• _DATA EXTRACTS_

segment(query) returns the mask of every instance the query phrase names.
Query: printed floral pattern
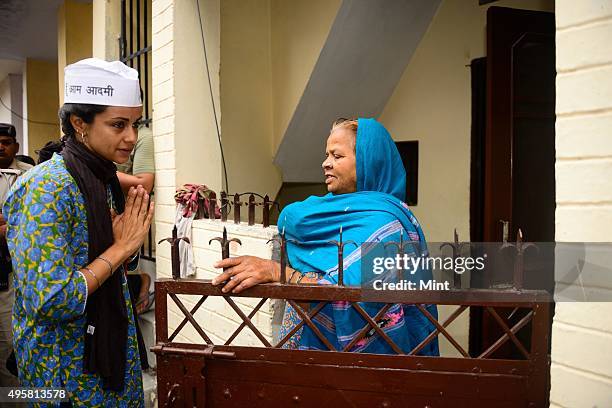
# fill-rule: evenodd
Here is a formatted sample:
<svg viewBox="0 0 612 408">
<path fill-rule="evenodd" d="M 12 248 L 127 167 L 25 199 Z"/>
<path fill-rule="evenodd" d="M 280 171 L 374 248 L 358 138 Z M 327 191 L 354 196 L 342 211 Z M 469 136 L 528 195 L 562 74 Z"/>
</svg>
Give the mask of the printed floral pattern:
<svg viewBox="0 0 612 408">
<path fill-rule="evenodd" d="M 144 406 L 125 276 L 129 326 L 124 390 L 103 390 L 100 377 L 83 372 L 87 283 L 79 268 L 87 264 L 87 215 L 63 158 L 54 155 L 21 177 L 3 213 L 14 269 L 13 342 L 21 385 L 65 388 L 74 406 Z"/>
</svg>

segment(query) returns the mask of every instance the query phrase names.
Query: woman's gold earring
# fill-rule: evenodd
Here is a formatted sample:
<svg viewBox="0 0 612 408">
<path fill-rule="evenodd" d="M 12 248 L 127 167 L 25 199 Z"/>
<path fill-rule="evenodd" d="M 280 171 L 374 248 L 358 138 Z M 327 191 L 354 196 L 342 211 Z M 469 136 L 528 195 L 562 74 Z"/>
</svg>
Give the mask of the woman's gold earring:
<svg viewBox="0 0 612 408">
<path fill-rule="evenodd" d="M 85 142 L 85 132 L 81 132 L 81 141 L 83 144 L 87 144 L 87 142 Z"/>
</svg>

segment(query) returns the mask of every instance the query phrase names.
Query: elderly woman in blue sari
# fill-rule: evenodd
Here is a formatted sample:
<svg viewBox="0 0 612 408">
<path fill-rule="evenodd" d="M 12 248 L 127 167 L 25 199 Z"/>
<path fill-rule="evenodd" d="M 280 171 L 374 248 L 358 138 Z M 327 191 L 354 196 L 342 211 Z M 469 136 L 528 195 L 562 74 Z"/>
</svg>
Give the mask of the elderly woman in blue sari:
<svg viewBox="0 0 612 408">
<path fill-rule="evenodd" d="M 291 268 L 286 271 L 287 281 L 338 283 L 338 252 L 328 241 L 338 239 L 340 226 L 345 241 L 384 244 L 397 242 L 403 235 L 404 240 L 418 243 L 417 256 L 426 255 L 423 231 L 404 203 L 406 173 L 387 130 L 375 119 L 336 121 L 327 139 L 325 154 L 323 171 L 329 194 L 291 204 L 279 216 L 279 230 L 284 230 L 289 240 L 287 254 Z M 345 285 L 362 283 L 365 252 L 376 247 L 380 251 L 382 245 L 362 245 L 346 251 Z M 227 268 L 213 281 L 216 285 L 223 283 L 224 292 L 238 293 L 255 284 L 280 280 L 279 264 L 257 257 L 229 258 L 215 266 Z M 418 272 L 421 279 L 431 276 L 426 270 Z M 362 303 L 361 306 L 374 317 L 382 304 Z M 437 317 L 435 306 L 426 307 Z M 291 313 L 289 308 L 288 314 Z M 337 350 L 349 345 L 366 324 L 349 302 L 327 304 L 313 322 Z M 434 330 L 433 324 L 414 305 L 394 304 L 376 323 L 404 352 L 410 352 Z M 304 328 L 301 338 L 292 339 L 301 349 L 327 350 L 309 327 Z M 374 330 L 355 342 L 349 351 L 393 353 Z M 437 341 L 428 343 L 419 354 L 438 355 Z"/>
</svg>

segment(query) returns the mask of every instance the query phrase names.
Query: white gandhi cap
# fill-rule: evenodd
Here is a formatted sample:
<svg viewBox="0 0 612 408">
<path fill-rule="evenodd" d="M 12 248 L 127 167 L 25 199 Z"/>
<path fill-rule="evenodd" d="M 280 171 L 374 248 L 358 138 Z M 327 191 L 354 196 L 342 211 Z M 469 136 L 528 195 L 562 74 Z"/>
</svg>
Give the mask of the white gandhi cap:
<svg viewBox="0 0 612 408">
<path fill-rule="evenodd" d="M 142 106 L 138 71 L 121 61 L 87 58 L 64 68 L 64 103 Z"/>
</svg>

• _EXERCISE DESCRIPTION_
All of the entries above are to be transcribed word for word, with no pictures included.

• _WRITTEN SOLUTION_
segment(query) returns the mask of every instance the query phrase names.
Query: printed floral pattern
# fill-rule: evenodd
Here is a formatted sample:
<svg viewBox="0 0 612 408">
<path fill-rule="evenodd" d="M 12 248 L 127 167 L 25 199 Z"/>
<path fill-rule="evenodd" d="M 280 171 L 374 248 L 358 138 Z M 327 191 L 354 196 L 342 211 Z M 469 136 L 528 195 L 562 74 Z"/>
</svg>
Give the mask of the printed floral pattern:
<svg viewBox="0 0 612 408">
<path fill-rule="evenodd" d="M 144 406 L 125 276 L 129 326 L 124 390 L 103 390 L 100 377 L 83 372 L 87 283 L 79 268 L 87 264 L 87 215 L 63 158 L 54 155 L 21 177 L 3 213 L 14 269 L 13 342 L 21 385 L 65 388 L 74 406 Z"/>
</svg>

segment(query) returns the mask of every instance the query phrase names.
Query: woman's gold earring
# fill-rule: evenodd
Here is a formatted sample:
<svg viewBox="0 0 612 408">
<path fill-rule="evenodd" d="M 12 248 L 127 167 L 25 199 Z"/>
<path fill-rule="evenodd" d="M 280 171 L 374 248 L 358 138 Z M 327 191 L 354 196 L 342 211 Z M 469 136 L 528 195 L 562 74 Z"/>
</svg>
Give the mask of the woman's gold earring:
<svg viewBox="0 0 612 408">
<path fill-rule="evenodd" d="M 85 142 L 85 132 L 81 132 L 81 141 L 83 144 L 87 144 L 87 142 Z"/>
</svg>

segment(query) returns the mask of every instance the query phrase names.
Query: elderly woman in blue sari
# fill-rule: evenodd
Here is a formatted sample:
<svg viewBox="0 0 612 408">
<path fill-rule="evenodd" d="M 12 248 L 127 167 L 25 199 Z"/>
<path fill-rule="evenodd" d="M 280 171 L 374 248 L 358 138 Z M 327 191 L 354 196 L 342 211 Z M 469 136 L 528 195 L 562 74 Z"/>
</svg>
Give the mask of the elderly woman in blue sari:
<svg viewBox="0 0 612 408">
<path fill-rule="evenodd" d="M 291 268 L 286 271 L 287 281 L 338 283 L 338 252 L 328 241 L 338 239 L 340 226 L 345 241 L 384 244 L 397 242 L 403 235 L 404 240 L 418 243 L 417 256 L 426 255 L 423 231 L 404 203 L 406 173 L 387 130 L 375 119 L 336 121 L 327 139 L 325 154 L 323 171 L 329 194 L 291 204 L 279 216 L 279 230 L 284 230 L 289 240 L 287 254 Z M 345 285 L 362 283 L 365 252 L 376 247 L 380 251 L 382 245 L 362 245 L 346 251 Z M 227 268 L 213 281 L 216 285 L 223 283 L 224 292 L 238 293 L 255 284 L 280 280 L 279 264 L 257 257 L 229 258 L 215 266 Z M 418 272 L 421 279 L 431 276 L 426 270 Z M 362 303 L 361 306 L 374 317 L 382 304 Z M 437 317 L 435 306 L 426 307 Z M 291 313 L 289 308 L 288 314 Z M 337 350 L 349 345 L 366 324 L 349 302 L 327 304 L 313 322 Z M 434 330 L 433 324 L 414 305 L 394 304 L 376 323 L 404 352 L 410 352 Z M 304 328 L 301 338 L 292 339 L 301 349 L 327 350 L 309 327 Z M 374 330 L 355 342 L 349 351 L 393 353 Z M 437 341 L 428 343 L 419 354 L 438 355 Z"/>
</svg>

segment(query) returns the mask of every instance the query phrase names.
Query: white gandhi cap
# fill-rule: evenodd
Here is a formatted sample:
<svg viewBox="0 0 612 408">
<path fill-rule="evenodd" d="M 12 248 L 127 167 L 25 199 Z"/>
<path fill-rule="evenodd" d="M 280 171 L 374 248 L 358 138 Z M 327 191 L 354 196 L 342 211 Z M 469 136 L 528 195 L 562 74 Z"/>
</svg>
Give the mask of the white gandhi cap:
<svg viewBox="0 0 612 408">
<path fill-rule="evenodd" d="M 142 106 L 138 71 L 121 61 L 87 58 L 64 68 L 64 103 Z"/>
</svg>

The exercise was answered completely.